● Task instructions:
Go through the entries below and print each one exactly, leaving out pictures.

------ Exercise inputs

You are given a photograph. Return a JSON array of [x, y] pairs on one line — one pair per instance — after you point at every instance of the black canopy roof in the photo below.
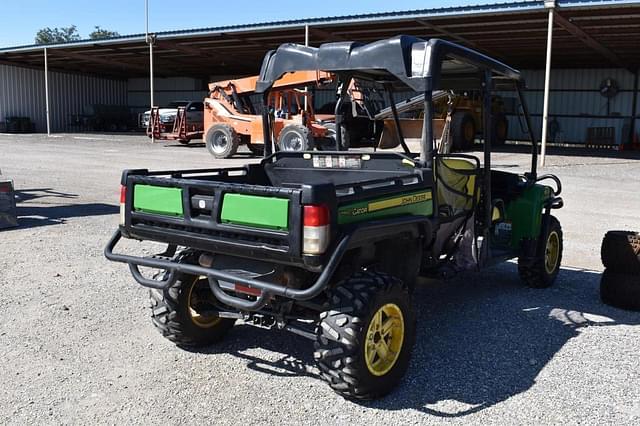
[[417, 63]]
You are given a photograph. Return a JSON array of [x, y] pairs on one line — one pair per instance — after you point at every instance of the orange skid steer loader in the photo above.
[[232, 118]]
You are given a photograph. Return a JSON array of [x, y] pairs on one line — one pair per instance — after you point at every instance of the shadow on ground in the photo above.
[[482, 338], [42, 214]]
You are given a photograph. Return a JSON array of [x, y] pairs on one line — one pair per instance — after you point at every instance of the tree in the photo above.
[[57, 35], [100, 33]]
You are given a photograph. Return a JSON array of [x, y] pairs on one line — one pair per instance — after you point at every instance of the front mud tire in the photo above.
[[176, 313], [543, 271], [365, 336]]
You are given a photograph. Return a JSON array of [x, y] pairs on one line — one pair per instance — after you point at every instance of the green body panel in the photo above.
[[525, 214], [256, 211], [157, 199], [413, 203]]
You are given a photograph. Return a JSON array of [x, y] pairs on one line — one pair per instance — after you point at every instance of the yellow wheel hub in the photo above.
[[384, 339], [195, 301], [552, 252]]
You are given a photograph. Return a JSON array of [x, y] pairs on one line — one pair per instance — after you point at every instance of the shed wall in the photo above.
[[22, 94]]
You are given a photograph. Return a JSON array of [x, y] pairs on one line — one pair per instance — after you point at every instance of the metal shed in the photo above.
[[593, 40]]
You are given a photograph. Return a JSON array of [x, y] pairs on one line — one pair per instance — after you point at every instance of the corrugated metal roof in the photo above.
[[513, 32], [487, 8]]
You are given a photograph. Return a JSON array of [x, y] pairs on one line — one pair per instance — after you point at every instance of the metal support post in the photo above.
[[547, 76]]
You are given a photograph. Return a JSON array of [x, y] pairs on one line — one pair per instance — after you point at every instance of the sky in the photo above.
[[20, 20]]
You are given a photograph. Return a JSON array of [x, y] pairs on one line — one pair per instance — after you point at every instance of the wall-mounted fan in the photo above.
[[609, 88]]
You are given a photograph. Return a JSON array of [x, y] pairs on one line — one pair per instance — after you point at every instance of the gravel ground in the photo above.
[[78, 346]]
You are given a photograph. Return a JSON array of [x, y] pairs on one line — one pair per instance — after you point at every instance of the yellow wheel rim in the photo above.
[[384, 339], [552, 252], [195, 299]]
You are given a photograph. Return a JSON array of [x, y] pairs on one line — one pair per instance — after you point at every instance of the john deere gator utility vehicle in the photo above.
[[328, 245]]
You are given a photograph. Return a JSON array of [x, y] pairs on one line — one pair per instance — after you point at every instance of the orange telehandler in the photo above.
[[232, 118]]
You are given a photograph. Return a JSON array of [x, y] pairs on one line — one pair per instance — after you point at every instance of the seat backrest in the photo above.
[[456, 180]]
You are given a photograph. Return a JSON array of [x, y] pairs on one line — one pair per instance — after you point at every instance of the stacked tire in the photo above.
[[620, 283]]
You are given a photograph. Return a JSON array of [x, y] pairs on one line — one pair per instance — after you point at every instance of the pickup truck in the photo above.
[[194, 112]]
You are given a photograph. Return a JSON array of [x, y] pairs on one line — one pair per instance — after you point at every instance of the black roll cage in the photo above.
[[419, 64]]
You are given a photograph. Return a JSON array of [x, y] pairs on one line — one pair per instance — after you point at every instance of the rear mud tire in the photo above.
[[174, 314], [346, 332]]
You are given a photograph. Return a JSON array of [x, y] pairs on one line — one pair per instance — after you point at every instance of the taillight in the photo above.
[[316, 229], [123, 198]]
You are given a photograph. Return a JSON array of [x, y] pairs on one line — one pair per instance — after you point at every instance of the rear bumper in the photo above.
[[213, 275], [357, 236]]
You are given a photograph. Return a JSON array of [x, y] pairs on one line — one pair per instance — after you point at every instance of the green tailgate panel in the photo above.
[[158, 200], [256, 211], [525, 213], [414, 203]]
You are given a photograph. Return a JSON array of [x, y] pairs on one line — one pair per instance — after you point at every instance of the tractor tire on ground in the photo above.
[[620, 252], [365, 336], [500, 129], [176, 313], [222, 141], [463, 131], [620, 290], [295, 137], [543, 272]]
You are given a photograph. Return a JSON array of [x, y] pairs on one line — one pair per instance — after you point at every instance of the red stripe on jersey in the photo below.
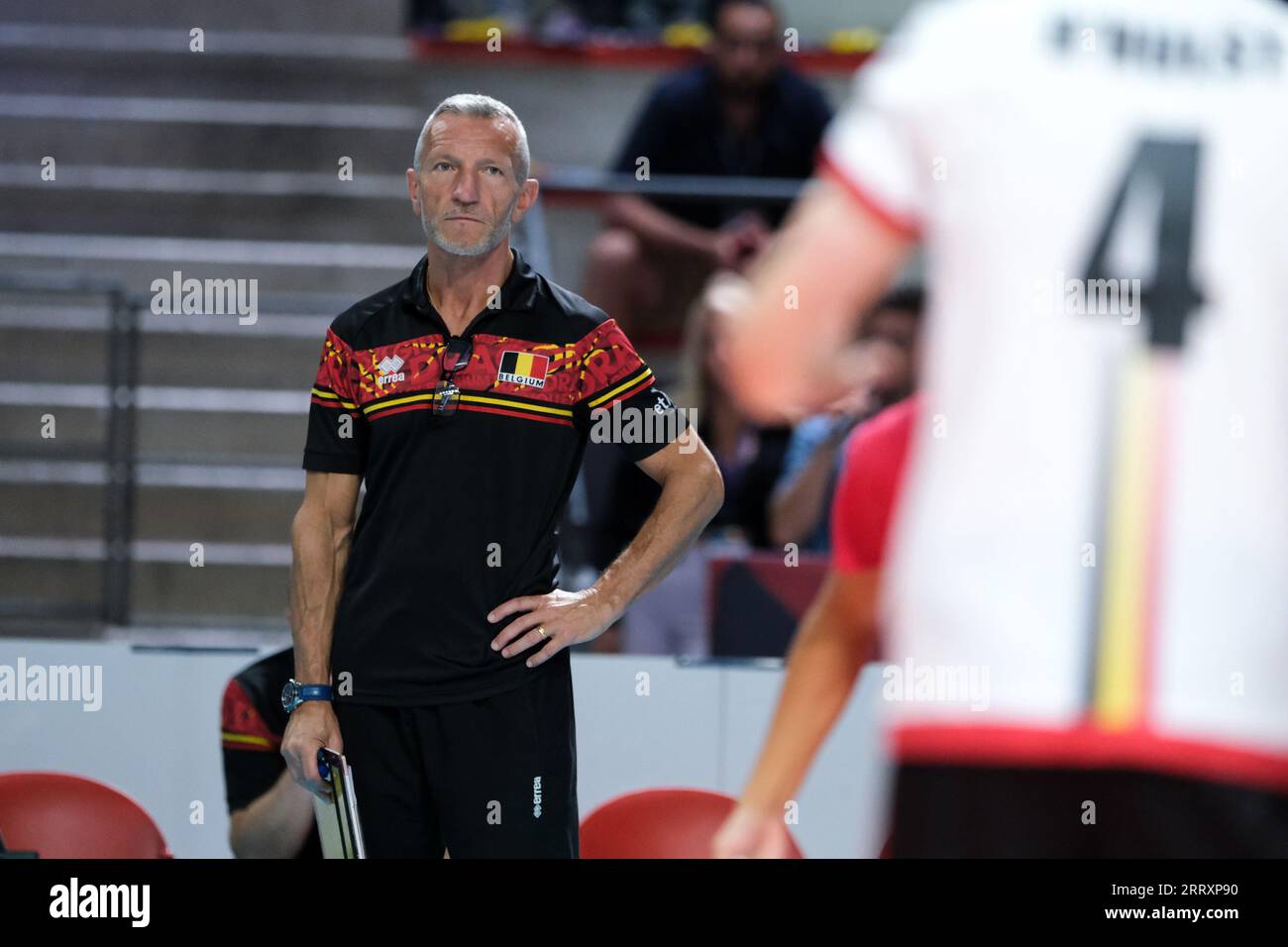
[[514, 414], [1017, 745], [239, 715], [630, 393], [827, 166]]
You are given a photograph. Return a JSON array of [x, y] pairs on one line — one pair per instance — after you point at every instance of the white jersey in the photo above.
[[1093, 543]]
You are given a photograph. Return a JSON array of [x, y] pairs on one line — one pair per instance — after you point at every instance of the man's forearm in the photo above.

------------

● The reply:
You are given a photograph. Return a JSON array of [x, y] pairs on one line — one pair per instance — after you point at every instance of the black canopy roof in the photo below.
[[417, 63]]
You are given a photograph. Return a JSON array of [x, y] pairs on one line — one pair per instance — after you point at every instance of the orange skid steer loader in the photo above.
[[232, 118]]
You are given a photograph. Return a JSON array of [x, y] pairs on one line — one pair per instance — after you point at every instance of the shadow on ground in the photo above.
[[482, 338], [42, 214]]
You are given a photograph. Return a JSON array of [x, y] pairs on one line — one pair per instance — after you point at every instance of the tree in the photo above.
[[57, 35], [100, 33]]
You are given a photograph. Return a JSON array of [x, y] pairs on one line — one pair per instance — after you point at every instance of the front mud tire in the photo above.
[[176, 313], [543, 271], [365, 336]]
You are given a photograph. Return a JSON array of [x, y] pairs on one line — one pair per instance — after you point at every instance of the green body panel in the photo above.
[[525, 214], [256, 211], [157, 199], [413, 203]]
You are given a photograph. Return a JSON array of [x, y] pairs on one line — one pair per instance — after you point at every instance of the yellow wheel hub in the photo above.
[[384, 339], [195, 301], [552, 252]]
You are given a photograph. Return a JSON array of [x, y] pairs on one line — one pair per instance — after you point at every instance of the shed wall in the photo above.
[[22, 94]]
You are given a photograph. Return a JSON array of [x, y] pairs on one line — one pair per instance — after you point at every instance of the metal shed in the photo above.
[[593, 40]]
You are given a photograph. Return a JSON array of [x, y] pairs on one line — one pair per instance — after you point at every instance of the corrugated metal roof in the photo above.
[[513, 32], [487, 8]]
You are given a photograph. Return a JSON array of [x, y] pairs on one line — one pair per instance — after you point at every instance of the metal support post in the photo above.
[[547, 76]]
You are given a photograph. Return a JSON array of [x, y] pairs on one line — one pair per instance — after you point at every instance of the sky in the photo above.
[[20, 20]]
You are given a photograph. Return a JSON array of [x, y] pairs on one line — one pair per instance — after you point at every instance of the wall-mounted fan in the photo above.
[[609, 88]]
You are given a photograph. Return a JSON array of [x, y] pairs on one line — one pair per instance — after you point at every instance of the gravel ground in the photo above.
[[78, 346]]
You are given a photograph. Return a JSON array of [x, y] pairs on one line — one pair per instance — after you point at every instance of the yellow wheel rim in the photo above.
[[384, 339], [552, 252], [195, 299]]
You are given a photograph. Return a JSON array of [x, y] pairs on one line — one pair per instance — after you point at every instance of the john deere gator utility vehicle in the photo above.
[[328, 245]]
You are given a photograph. Return a JSON array of [x, y] pairs on one line — one pair per instance — after you point at every instance of the orange telehandler in the photo above.
[[232, 118]]
You are given a photograph. Return a JSON array of [x, y] pairs on one line — one pair per instance — after you point at every instance of the seat backrest in the photo above.
[[456, 180]]
You are given a photograph. Return a JSON array of [x, y] pairs on one line — one pair per instance — after you point at every instance of the stacked tire in the photo above.
[[620, 283]]
You are given a photograph. Return a JSON array of [x, y] pairs on one line — one pair per instance — after you point at every instance of the pickup truck in the photo above.
[[194, 112]]
You are given a photograph. Return a JSON array of [x, y] pairs on one line — one pair per instance — after you point at every instance of the black roll cage in the photo above.
[[419, 64]]
You are given a photograph. Return a JSON array of [x, y] pairs on one line — one pair per instance — after you point at every instance of the rear mud tire in the photo above.
[[174, 314], [346, 332]]
You are given a photograph. Return a JSON array of [x, y] pairs on one line — one pair per instance — after you point at every instance of the taillight in the photo above.
[[316, 229], [123, 198]]
You are given a photograph. Return a JSON array of [x, y] pairs on one line — one pair per instance — after you point at every instance of the rear bumper in the photo above.
[[213, 275], [357, 236]]
You are given a photograph. Return a JSON array of [x, y] pairs on one line — one pair per instance — after you point at every instance of the green tailgate panel in the photo above.
[[158, 200], [256, 211], [525, 213], [414, 203]]
You are given a photograph. Return a JSON array of [x, y] pairs on one line — one pair per instance — after you point at every instance of the tractor tire on ground in the photo above.
[[620, 252], [365, 336], [500, 129], [176, 313], [222, 141], [463, 131], [620, 290], [295, 137], [543, 272]]
You are given a photograph. Return a JSON array of [x, y] pairs on one line — one pair per instance — after you point at every instance of the red stripe on jersey in the photo below.
[[514, 414], [1017, 745], [239, 715], [630, 393], [827, 166]]
You are given a photograph. Return a JSON array of [x, y] pairs on one line — one pair per instance — after you point at every instance of the white jersey in the photo above.
[[1093, 543]]
You are given a photograph. Return a JSON array of [x, y] pairs on one line — one pair per instance — after you point at every instance of the man's forearm in the photo above.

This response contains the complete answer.